## START Supplied data

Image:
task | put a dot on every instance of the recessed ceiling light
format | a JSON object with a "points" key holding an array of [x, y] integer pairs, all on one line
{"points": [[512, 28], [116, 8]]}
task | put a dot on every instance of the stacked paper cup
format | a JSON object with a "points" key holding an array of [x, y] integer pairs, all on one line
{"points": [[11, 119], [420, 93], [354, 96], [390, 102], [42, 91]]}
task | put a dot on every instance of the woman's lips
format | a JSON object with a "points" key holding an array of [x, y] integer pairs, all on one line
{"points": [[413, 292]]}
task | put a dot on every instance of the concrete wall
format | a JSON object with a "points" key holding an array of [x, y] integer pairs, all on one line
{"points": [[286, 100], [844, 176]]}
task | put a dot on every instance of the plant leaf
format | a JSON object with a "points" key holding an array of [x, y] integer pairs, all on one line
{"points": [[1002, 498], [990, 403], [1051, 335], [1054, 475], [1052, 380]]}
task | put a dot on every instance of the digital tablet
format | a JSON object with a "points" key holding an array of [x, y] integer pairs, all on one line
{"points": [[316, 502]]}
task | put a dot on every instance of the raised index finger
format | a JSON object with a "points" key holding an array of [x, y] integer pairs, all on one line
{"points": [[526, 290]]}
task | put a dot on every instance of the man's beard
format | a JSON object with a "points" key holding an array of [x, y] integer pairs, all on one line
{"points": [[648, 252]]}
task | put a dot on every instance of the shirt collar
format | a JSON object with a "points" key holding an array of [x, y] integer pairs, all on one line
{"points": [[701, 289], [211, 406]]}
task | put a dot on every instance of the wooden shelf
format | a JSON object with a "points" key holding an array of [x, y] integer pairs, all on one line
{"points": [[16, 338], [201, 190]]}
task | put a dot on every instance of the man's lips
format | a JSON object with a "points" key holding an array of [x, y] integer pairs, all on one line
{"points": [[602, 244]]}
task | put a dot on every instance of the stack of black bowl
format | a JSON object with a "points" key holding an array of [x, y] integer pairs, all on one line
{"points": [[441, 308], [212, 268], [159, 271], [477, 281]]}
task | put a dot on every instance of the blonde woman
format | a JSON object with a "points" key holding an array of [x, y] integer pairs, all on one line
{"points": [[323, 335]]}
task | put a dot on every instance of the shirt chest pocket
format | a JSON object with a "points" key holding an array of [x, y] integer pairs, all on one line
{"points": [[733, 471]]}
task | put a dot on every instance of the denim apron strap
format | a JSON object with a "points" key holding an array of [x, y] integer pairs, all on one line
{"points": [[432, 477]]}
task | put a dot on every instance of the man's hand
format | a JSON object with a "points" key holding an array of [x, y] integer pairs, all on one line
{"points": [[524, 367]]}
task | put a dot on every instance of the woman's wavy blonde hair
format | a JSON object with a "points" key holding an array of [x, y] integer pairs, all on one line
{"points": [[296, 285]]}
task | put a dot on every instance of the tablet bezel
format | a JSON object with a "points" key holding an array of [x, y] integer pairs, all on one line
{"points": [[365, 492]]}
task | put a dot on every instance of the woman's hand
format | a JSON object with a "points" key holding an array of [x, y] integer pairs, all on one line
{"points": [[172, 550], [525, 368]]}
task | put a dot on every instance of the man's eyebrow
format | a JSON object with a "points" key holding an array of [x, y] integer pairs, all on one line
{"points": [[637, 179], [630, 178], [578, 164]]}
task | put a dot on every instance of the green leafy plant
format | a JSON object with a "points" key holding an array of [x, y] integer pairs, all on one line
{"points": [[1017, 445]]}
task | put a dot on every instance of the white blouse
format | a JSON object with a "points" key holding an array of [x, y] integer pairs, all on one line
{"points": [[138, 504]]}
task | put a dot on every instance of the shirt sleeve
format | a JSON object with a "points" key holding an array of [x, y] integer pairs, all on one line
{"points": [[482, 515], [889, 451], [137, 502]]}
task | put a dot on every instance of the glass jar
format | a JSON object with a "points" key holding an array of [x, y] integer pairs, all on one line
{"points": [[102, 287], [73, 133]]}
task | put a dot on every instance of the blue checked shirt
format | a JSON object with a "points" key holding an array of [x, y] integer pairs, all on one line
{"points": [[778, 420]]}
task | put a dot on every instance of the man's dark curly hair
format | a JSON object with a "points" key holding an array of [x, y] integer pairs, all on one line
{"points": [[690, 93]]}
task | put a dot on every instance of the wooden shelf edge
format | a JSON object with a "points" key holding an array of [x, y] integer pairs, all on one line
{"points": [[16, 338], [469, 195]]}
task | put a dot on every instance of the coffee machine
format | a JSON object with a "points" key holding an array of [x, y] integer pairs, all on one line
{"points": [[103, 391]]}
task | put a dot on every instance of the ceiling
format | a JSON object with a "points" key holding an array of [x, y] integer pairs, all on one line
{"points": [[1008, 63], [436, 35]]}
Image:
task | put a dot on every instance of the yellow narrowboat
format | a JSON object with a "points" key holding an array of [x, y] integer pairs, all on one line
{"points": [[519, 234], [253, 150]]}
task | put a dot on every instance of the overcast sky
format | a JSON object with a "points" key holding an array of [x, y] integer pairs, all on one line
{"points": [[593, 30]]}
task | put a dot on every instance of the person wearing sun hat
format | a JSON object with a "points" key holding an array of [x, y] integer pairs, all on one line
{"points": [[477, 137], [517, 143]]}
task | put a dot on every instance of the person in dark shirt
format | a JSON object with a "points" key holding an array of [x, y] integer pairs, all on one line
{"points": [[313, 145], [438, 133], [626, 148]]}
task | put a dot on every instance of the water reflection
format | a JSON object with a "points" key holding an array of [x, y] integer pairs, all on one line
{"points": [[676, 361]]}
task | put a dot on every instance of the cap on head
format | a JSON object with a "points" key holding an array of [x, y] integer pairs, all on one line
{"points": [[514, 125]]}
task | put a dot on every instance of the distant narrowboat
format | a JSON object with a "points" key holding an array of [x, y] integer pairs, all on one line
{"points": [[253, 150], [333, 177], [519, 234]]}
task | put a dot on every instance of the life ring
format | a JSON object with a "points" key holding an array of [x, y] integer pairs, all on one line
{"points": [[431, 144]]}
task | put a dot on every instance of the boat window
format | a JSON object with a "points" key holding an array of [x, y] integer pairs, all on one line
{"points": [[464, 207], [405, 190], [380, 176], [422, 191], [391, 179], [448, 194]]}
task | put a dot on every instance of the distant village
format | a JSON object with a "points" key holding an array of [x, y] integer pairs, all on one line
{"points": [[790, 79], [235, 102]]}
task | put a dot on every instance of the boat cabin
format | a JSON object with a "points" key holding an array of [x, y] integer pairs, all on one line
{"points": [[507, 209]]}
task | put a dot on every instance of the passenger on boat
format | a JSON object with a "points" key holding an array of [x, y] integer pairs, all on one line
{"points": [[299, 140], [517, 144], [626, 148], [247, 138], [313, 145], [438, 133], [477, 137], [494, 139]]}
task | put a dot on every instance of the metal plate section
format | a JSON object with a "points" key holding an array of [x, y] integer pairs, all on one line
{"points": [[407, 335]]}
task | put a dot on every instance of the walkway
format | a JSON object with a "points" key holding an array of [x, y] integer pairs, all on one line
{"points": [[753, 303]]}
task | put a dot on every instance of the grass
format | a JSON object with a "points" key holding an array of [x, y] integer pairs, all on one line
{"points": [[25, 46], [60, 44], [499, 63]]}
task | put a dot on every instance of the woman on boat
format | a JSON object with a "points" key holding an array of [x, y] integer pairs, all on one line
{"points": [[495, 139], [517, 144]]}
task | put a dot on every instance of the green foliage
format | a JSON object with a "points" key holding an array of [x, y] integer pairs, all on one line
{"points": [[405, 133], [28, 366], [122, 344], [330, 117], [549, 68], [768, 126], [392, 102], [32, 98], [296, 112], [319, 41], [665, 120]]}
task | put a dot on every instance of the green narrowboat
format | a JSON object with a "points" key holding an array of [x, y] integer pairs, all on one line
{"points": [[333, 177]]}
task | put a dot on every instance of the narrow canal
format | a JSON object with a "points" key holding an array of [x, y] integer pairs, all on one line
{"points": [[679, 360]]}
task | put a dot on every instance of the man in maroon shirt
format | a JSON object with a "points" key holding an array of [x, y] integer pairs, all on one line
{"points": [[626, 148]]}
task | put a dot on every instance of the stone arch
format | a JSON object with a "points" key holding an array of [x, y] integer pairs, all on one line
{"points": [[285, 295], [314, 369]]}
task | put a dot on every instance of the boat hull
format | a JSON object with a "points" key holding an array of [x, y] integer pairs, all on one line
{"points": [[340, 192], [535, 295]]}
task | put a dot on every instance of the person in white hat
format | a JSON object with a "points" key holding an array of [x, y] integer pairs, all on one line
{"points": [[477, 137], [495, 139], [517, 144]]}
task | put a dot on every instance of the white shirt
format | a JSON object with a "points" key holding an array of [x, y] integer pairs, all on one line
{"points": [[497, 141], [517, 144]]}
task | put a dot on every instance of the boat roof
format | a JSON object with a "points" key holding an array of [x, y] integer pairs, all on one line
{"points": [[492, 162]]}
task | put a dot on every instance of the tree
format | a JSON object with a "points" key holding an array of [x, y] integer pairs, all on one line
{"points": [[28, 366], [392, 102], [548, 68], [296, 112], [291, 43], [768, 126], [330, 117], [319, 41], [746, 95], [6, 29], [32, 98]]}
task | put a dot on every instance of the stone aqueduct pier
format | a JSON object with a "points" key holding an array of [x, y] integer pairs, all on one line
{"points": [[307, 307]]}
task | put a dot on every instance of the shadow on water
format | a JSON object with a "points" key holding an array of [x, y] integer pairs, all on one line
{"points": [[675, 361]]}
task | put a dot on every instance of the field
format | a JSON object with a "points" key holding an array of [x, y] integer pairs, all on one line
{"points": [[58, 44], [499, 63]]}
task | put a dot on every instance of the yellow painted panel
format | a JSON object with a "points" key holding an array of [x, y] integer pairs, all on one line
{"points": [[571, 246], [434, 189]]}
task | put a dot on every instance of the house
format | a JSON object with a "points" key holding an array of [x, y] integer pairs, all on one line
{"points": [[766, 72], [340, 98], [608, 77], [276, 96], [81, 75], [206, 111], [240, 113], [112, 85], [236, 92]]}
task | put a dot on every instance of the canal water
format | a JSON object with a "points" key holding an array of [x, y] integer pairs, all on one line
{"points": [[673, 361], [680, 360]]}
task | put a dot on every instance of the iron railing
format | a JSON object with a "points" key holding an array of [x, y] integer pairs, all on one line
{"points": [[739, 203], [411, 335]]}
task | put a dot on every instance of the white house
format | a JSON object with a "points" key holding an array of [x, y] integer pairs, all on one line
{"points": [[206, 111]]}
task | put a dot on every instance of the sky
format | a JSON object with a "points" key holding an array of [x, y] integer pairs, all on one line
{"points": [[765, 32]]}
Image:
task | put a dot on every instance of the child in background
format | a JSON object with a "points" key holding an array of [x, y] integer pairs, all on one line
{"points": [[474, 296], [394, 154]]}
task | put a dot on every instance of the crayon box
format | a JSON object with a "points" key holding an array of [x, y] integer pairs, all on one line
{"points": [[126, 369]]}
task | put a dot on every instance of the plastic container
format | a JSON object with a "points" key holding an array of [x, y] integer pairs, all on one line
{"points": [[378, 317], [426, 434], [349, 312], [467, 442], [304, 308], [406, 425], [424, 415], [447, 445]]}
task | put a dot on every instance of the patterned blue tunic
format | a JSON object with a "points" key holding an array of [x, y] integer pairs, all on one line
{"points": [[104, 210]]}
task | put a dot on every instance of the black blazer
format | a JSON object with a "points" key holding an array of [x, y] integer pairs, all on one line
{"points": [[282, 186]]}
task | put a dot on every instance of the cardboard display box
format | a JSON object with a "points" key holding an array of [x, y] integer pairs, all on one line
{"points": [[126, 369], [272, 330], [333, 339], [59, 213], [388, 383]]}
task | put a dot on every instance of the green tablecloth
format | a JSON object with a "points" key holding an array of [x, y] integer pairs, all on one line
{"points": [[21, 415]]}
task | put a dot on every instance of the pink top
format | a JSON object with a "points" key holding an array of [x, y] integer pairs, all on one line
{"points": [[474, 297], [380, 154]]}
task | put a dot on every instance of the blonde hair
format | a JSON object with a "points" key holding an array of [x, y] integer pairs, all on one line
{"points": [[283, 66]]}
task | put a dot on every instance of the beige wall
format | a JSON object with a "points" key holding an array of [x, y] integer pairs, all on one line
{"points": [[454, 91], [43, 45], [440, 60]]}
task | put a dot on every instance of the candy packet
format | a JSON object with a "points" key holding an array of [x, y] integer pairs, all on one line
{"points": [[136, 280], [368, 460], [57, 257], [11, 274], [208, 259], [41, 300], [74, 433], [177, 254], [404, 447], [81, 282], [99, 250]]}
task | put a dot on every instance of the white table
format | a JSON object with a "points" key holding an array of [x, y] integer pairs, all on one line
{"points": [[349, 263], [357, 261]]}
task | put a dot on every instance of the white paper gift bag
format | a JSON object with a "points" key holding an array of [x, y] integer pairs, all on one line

## END Supplied data

■ **Given task**: The lines to reproduce run from the line containing "the blonde hair" to the end of the listing; write them out exactly and add nothing.

■ **Answer to this exercise**:
task | put a dot on every instance of the blonde hair
format | a JSON object with a "points" key holding an array of [x, y] integer pairs, all on one line
{"points": [[283, 66]]}
task | put a dot on every instance of the beige wall
format | a JSON object with a "points" key holding an array of [x, y] integer pairs, all on one line
{"points": [[454, 91], [43, 45], [440, 60]]}
task | put a dot on every instance of the candy packet
format | a JSON object with a "points" key holding an array of [x, y] integer pairs, all on one line
{"points": [[136, 280], [368, 460], [57, 257], [11, 274], [208, 259], [41, 300], [74, 433], [177, 254], [404, 447], [81, 282], [99, 250]]}
task | put a dot on every instance of the white table
format | a JSON object with a "points" key holding an array of [x, y] integer pairs, all on one line
{"points": [[349, 263], [357, 261]]}
task | put a dot on every instance of the white paper gift bag
format | a JSON object with a "points" key holding an array of [x, y] integer pairs, all on one line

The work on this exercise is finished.